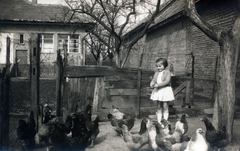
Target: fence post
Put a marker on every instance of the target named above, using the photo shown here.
(34, 75)
(59, 83)
(139, 91)
(5, 102)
* * * * * * *
**STATED PROBLEM:**
Render all of the lines above as a Markdown table with the columns Row and Line, numbering each row and skipping blank lines. Leave the picture out of your answer.

**RESPONSE BELOW:**
| Row | Line |
|---|---|
| 1 | Target: fence post |
| 2 | Put a marker on every instance of the target named above, using the photo shown here. |
| 3 | (34, 75) |
| 4 | (59, 83) |
| 5 | (139, 91) |
| 6 | (5, 102) |